◆ MATERIAL FOR THIS TASK ◆
--- Begin ---
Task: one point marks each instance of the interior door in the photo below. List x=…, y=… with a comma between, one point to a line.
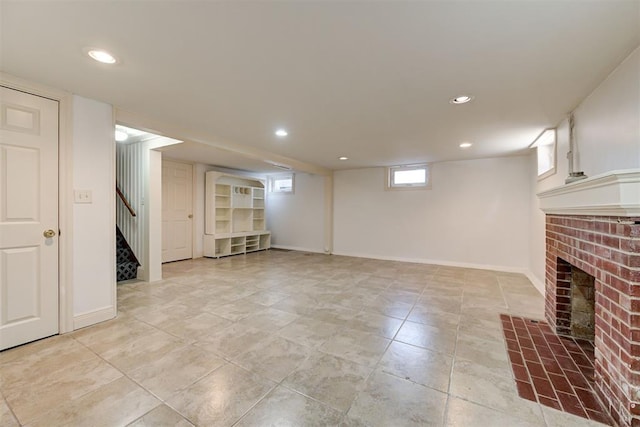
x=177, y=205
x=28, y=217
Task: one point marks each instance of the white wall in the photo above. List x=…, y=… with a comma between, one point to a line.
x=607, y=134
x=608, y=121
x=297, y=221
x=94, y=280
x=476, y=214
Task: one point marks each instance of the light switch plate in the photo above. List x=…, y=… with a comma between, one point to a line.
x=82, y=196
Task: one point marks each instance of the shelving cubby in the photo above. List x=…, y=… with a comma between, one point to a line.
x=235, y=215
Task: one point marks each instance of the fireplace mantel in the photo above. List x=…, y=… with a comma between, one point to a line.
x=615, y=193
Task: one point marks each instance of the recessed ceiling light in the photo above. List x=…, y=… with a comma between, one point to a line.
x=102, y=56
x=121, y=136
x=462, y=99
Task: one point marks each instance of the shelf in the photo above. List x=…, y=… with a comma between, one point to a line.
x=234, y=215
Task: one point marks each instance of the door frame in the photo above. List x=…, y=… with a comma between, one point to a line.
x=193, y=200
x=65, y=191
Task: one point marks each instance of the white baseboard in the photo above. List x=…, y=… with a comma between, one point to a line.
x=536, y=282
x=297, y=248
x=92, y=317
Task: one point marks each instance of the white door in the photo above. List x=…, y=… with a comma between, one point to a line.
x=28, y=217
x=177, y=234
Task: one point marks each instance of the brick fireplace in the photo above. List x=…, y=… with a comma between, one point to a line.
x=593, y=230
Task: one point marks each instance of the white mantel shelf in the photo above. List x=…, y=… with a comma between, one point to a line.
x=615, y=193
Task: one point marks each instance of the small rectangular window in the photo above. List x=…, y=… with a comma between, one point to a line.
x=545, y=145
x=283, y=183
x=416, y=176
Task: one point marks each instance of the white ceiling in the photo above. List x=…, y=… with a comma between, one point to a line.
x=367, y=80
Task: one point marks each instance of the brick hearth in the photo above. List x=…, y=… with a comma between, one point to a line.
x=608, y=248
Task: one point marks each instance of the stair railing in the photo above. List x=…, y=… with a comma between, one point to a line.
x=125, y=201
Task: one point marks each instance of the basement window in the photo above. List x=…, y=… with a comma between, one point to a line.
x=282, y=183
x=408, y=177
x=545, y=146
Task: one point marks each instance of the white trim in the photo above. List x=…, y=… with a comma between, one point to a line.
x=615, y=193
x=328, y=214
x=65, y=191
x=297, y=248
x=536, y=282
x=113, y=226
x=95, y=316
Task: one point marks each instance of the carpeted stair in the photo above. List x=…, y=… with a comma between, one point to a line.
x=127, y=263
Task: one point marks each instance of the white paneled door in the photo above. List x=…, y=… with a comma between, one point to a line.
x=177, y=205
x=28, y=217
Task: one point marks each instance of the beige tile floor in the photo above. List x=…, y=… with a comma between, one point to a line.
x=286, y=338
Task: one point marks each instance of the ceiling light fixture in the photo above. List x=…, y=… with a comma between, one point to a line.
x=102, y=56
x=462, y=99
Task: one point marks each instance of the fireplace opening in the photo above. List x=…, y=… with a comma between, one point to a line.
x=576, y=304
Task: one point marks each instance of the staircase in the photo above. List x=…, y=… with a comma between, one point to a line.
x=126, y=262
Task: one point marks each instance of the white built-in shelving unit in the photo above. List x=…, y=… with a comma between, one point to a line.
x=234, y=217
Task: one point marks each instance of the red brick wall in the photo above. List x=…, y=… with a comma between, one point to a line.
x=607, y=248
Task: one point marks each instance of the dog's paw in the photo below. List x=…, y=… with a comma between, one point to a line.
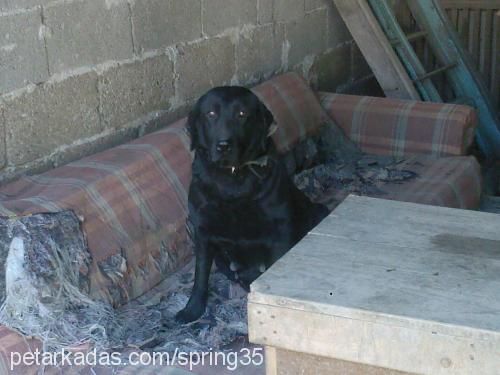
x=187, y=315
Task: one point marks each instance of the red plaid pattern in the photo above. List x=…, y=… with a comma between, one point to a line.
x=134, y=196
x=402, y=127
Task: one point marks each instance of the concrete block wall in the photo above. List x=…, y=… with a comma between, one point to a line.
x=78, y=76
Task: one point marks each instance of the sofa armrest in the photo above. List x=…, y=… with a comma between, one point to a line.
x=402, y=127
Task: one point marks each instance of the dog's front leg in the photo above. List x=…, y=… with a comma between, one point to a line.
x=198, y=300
--- End ---
◆ EXERCISE ◆
Can you recast all the rows above as a two-column CSV with the headers instruction and points, one line per row, putting each row's wording in the first field and its coordinates in the second, every field in double quotes and any line breaks turned into spaces? Leave the pictures out.

◆ RESULT OF THE EXERCISE ◆
instruction,points
"Task: one point marks each instance of the interior door in the photo below. List x=…, y=… with a comma between, one point to a line.","x=177, y=205 x=28, y=217"
"Task: one point marks each instance of the white wall in the photo above. List x=…, y=… with a comma between, one point to a line.","x=607, y=134 x=608, y=121 x=297, y=221 x=94, y=280 x=476, y=214"
"Task: one point marks each instance of the light switch plate in the photo above. List x=…, y=… with a comma between, one point to a line.","x=82, y=196"
"Task: one point marks each instance of the shelving cubby in the photo above. List x=…, y=… with a comma between, one point to a line.","x=235, y=215"
"Task: one point marks each instance of the fireplace mantel in the photo above. List x=…, y=… with a comma between, one point to a line.","x=615, y=193"
"Task: one point marks each instance of the recessed ceiling light in the photo above. List x=…, y=… with a comma between, one point to a line.","x=102, y=56 x=121, y=136 x=462, y=99"
"Task: one point marks each instance of the shelf in the photo above. List x=…, y=… with a comma between, one point to a line.","x=234, y=215"
"Task: one point marks each instance of the door frame in the photo above. List x=…, y=… with a comma between, one point to a line.","x=193, y=200 x=65, y=191"
"Task: one point marks each instance of the white baseboard in the photo above. List x=…, y=… with a comma between, one point to a line.","x=536, y=282 x=297, y=248 x=92, y=317"
"Task: one point marks each instance of the white door in the photo above. List x=…, y=… with a comma between, one point to a line.","x=28, y=217 x=177, y=234"
"Task: one point marks each instance of the brick fireplace in the photo above. List x=…, y=… with a comma between, one point to a line.","x=593, y=230"
"Task: one point marks each instance of the white mantel shelf in the photo above. List x=…, y=… with a comma between, one point to a line.","x=615, y=193"
"Task: one point marks each instance of the small rectangular window in the photo above. List x=…, y=… with a comma between, one point to a line.","x=545, y=145 x=283, y=183 x=416, y=176"
"Task: one point marks each instance of the white ceiling in the photo above. List x=…, y=… with a comma between, one point to a line.","x=367, y=80"
"Task: one point marks each instance of the brick hearth in the photo above. List x=…, y=… with a comma between, one point to a line.","x=608, y=248"
"Task: one point marks each instance of the stair railing in the photo above. List x=…, y=… with a comma between, one point to a line.","x=125, y=201"
"Task: one point marks each instance of the basement window in the photo above. List x=…, y=… with a comma between, one point to a line.","x=282, y=183 x=408, y=177 x=545, y=146"
"Task: one point marks each instance of the white trim in the photo above. List x=…, y=… with a comma between, one point to a line.","x=615, y=193 x=328, y=214 x=65, y=191 x=297, y=248 x=536, y=282 x=113, y=226 x=95, y=316"
"Task: one point marks each instance of the carpeted stair in the photo above. List x=…, y=… with a comma between, one point to a line.","x=127, y=263"
"Task: one point marks each instance of the white paneled door in the photo above. List x=…, y=… with a comma between, one point to a line.","x=177, y=205 x=28, y=217"
"Task: one point marks each instance of the beige tile floor in the photo above. List x=…, y=… with a comma between, one point to a line.","x=286, y=338"
"Task: one point marks each instance of the ceiling light fixture in the photo above. List x=…, y=… with a comma between, one point to a line.","x=102, y=56 x=462, y=99"
"Task: one point marks each instance of the fireplace opening in the photo above. List x=…, y=… with a comma between, one point to a line.","x=576, y=304"
"Task: one point marks each instance of the staircase in the photo above. List x=…, y=… with a comma between, one point to a line.","x=126, y=262"
"Task: one point marks each instance of the white built-in shelving unit in the photo above. List x=…, y=… with a comma between, one point to a line.","x=234, y=217"
"Task: one point marks each instance of the red brick wall in the photo above. List x=…, y=… with a comma between, one point to a line.","x=607, y=248"
"Task: one point marks each instance of the dog's paw in the photo below. List x=…, y=… with a comma between, one point to a line.","x=187, y=315"
"Task: one point marks each instance of the red plaid pattern in the photo above. List x=…, y=… with a comma between, one point to a line.","x=134, y=196 x=402, y=127"
"Task: one point marks each instance of the concrete block wall in the photo above. List x=…, y=… with a comma between, one point to a line.","x=78, y=76"
"Task: one point marks each instance of the sofa armrest in the photo above. List x=…, y=… with a comma between, one point to a line.","x=402, y=127"
"Task: one point marks each instance of the dog's front leg in the photo above. List x=…, y=… with a comma between, one point to a line.","x=198, y=300"